***** TEXT *****

Dallas Wilson

No. 6 – Florida Gators
- Position: Wide receiver
- Class: Redshirt Freshman

Personal information
- Listed height: 6 ft 3 in (1.91 m)
- Listed weight: 218 lb (99 kg)

Career information
- High school: Tampa Bay Technical (Tampa, Florida)
- College: Florida (2025–present);
- Stats at ESPN

= Dallas Wilson =

American football player

Dallas Wilson is an American college football wide receiver for the Florida Gators.

==Early life==
Wilson attended Tampa Bay Technical High School. In his first three seasons, he recorded 130 receptions for 2,423 yards and 28 touchdowns. Wilson was rated as a five-star recruit, the eighth best wide receiver, and the 50th overall player in the class of 2025. He initially committed to play college football for the Oregon Ducks over other offers from schools such as Alabama, Georgia, Tennessee, Florida State, and Indiana. However, he later flipped his commitment and signed to play with the Florida Gators.

*****

[GIVEN EXERCISE A] In the Dallas Wilson profile, which program did Wilson first commit to before signing with Florida?
The Dallas Wilson profile and the entries are unrelated material.

***** GIVEN INFORMATION *****

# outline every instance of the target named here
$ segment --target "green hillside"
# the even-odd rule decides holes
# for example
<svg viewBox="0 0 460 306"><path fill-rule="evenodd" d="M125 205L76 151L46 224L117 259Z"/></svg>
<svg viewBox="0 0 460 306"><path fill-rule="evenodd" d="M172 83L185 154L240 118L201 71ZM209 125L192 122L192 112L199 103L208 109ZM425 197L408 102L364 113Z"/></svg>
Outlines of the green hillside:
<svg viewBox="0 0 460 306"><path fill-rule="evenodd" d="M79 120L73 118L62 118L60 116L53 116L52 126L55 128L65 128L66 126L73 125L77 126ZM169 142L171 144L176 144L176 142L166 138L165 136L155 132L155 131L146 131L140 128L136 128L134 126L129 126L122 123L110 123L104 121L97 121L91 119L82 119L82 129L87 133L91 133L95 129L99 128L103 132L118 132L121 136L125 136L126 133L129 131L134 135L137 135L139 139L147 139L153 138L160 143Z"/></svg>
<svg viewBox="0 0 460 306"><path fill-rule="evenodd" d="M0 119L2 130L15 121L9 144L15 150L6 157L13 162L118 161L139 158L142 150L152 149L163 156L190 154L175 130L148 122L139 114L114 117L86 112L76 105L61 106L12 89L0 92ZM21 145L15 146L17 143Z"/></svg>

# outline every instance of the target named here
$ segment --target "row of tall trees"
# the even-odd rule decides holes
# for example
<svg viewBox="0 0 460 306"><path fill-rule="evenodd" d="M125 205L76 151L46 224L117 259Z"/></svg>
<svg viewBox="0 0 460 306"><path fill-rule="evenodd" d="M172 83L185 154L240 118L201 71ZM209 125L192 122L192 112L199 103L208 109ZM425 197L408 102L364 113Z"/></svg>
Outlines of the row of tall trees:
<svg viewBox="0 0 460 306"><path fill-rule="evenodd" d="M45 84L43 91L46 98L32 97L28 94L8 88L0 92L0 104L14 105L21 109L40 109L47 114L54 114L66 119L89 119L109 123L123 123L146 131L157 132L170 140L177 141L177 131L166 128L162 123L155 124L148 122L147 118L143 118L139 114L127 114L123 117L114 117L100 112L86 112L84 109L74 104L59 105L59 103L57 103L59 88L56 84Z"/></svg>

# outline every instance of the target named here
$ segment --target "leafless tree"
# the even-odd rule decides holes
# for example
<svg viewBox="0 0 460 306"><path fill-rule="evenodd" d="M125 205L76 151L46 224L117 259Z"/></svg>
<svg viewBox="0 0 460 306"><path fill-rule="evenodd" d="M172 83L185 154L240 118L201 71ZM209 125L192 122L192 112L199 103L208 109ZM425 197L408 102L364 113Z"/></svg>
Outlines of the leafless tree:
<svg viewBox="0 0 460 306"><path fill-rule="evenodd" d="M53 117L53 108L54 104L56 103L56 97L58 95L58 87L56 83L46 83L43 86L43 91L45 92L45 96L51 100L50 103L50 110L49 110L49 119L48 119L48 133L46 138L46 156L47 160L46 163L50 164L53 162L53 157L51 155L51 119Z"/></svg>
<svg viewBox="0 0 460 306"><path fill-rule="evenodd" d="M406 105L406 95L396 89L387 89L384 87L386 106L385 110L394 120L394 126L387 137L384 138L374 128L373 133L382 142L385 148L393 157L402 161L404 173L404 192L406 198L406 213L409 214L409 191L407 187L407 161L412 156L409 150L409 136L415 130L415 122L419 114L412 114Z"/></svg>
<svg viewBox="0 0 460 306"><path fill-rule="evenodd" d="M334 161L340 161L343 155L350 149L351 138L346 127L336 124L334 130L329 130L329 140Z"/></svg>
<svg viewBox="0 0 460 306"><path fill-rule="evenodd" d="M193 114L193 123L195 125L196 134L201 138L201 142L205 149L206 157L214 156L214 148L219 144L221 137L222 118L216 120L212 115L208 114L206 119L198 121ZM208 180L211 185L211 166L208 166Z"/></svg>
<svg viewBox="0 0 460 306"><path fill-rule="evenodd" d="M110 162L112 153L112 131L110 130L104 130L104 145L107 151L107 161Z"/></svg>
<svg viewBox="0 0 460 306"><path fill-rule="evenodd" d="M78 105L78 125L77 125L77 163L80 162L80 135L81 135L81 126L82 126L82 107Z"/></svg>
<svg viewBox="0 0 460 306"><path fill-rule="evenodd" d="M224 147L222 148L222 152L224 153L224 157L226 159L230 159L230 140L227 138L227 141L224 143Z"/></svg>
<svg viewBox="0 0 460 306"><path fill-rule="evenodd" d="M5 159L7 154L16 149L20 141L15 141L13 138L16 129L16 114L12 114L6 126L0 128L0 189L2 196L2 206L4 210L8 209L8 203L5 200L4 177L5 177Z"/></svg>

*****

[GIVEN EXERCISE B] Return the entries word for word, starting at their first line and stopping after the line that contains "Outlines of the green".

[FULL RESPONSE A] The Oregon Ducks.

[FULL RESPONSE B]
# outline every instance of the target named here
$ segment --target "green hillside"
# the even-odd rule decides holes
# for example
<svg viewBox="0 0 460 306"><path fill-rule="evenodd" d="M125 205L76 151L46 224L117 259Z"/></svg>
<svg viewBox="0 0 460 306"><path fill-rule="evenodd" d="M172 83L185 154L240 118L201 71ZM209 125L192 122L192 112L199 103L208 109ZM425 197L408 102L364 113Z"/></svg>
Outlines of the green hillside:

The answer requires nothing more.